> OBJECTIVE
Write the next part of the text on AGV and AMR safety assessment, starting after its final sentence.

While AGVs and AMRs can bring significant benefits in terms of efficiency and productivity, they also introduce new safety risks that must be addressed. In a series of blogs, we will explore AGV safety from multiple angles. In this second blog post of our series, we will delve into the safety assessment process for AGV and AMR systems.

Automated guided vehicles (AGVs) and autonomous mobile robots (AMRs) are becoming increasingly common in manufacturing, warehousing, and logistics operations. While these vehicles can bring significant benefits in terms of efficiency and productivity, they also introduce new safety risks that must be addressed. In a series of blogs, we have been exploring AGV safety from multiple angles, including the legislative framework that governs it, the road toward safety in terms of best practices, and the stakeholders involved and their respective responsibilities. Our comprehensive exploration of AGV safety will provide valuable insights into the challenges and opportunities associated with this rapidly developing field.

Safety assessment process

In our previous blog post, we explored the legislative framework that governs the safety of automated guided vehicles (AGVs) and the importance of regulatory compliance. However, regulatory compliance alone cannot guarantee the complete safety of AGV systems. To ensure safety, it is necessary to conduct a thorough safety assessment of the AGV system and its environment.

In this second blog post we will delve into the safety assessment process for AGV systems, including the different types of safety assessments, the factors that should be considered, and the best practices for conducting a comprehensive safety assessment. By understanding the safety assessment process, organizations can identify potential hazards and mitigate risks, ultimately enhancing the safety and efficiency of their AGV systems.

Manufacturer's mandates

The Machinery Directive regulates the activities of machine manufacturers, distributors, and safety component suppliers. It specifies the essential responsibilities that manufacturers must meet to ensure new machines comply with minimum health and safety standards, thereby safeguarding users and operators. A key requirement for manufacturers is to build machines that are inherently safe, which involves redesigning or reconstructing potentially hazardous components to eliminate the need for additional safety measures. Throughout the design and manufacturing stages, manufacturers must thoroughly identify and evaluate all potential hazards and risks through a comprehensive risk assessment process.

The graphic below illustrates the phases that must be taken into account when implementing risk reduction measures for the AGV/AMR vehicle.

 

In the safety assessment process, hazard analysis and risk estimation are typically the first steps. A risk assessment involves a logical process of identifying and examining potential hazards related to personnel and load handling. This information is then used for a risk evaluation, in which a decision is made on the safety of the vehicle and any necessary risk reduction measures. To aid in this process, the ISO 3691-4 standard includes Annex B, which contains a table outlining the seven types of hazards (Mechanical, Electrical, Thermal, Material/Substance, Ergonomic, Environment in which Industrial Truck is used, and Combination of hazards) and their possible consequences and safety requirements. Below is an abstract on Mechanical Hazards, which is one of the hazard types listed in the table.

> ROWS
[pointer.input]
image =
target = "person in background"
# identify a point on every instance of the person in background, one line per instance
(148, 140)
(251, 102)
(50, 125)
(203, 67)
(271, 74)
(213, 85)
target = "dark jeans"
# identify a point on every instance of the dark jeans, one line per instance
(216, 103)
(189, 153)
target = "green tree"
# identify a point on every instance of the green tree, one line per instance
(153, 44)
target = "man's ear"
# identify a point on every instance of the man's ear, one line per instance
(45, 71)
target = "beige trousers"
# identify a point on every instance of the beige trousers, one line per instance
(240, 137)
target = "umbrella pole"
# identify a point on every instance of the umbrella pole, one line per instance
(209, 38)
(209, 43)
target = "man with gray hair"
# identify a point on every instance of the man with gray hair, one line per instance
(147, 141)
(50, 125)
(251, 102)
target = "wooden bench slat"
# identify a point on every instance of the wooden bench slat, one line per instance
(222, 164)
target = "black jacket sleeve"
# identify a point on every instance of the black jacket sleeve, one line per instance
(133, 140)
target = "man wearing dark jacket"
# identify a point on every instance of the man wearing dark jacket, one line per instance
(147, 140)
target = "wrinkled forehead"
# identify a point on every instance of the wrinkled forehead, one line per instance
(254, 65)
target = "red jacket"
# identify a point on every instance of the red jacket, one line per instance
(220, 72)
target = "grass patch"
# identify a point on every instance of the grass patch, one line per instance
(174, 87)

> OUTPUT OF THE EXERCISE
In the second step of the safety assessment, safety requirements are chosen based on the identified hazards and their consequences. Clause 4 of the standard lists the necessary safety requirements and protective/risk reduction measures. This section provides detailed information on electrical requirements, referencing both EN 1175 (Electrical requirement for trucks) and IEC 60204-1 (Electrical safety of machinery) standards, as well as other current standards for protective equipment, such as guards (ISO 14120:2015), interlocking devices (ISO 14119:2013), and electro-sensitive protective devices (IEC 61496-2:2013 & IEC 61496-3:2018). Additionally, the standard considers hydraulic (ISO 4413:2010) and pneumatic (ISO 4414:2010) fluid power and covers other aspects such as the braking system, speed control, emergency stop circuit, and mode selection. Normal climatic conditions are also taken into account in this section.

To ensure the overall safety of an AGV, it is crucial to consider the relationship between different protective functions and safety measures during the design process. The AGV/AMR control system plays a crucial role in controlling the speed, stability, load, and steering of the vehicle. However, some of its functions, such as the personnel detection system, rely on the proper functioning of other safety measures, including the braking system. ISO 3691-4 outlines various safety requirements and protective measures that must be taken into account, such as the braking system, speed control, emergency stop circuit, mode selection, and compliance with standards for protective equipment like guards and interlocking devices. It is important to have a comprehensive understanding of these requirements and their interdependence to ensure the overall safety of the AGV system. The provided diagram illustrates the relationship between different safety measures as stated by ISO 3691-4.

The third step is to define the minimum level of performance for all specified safety functions in relation to the control system.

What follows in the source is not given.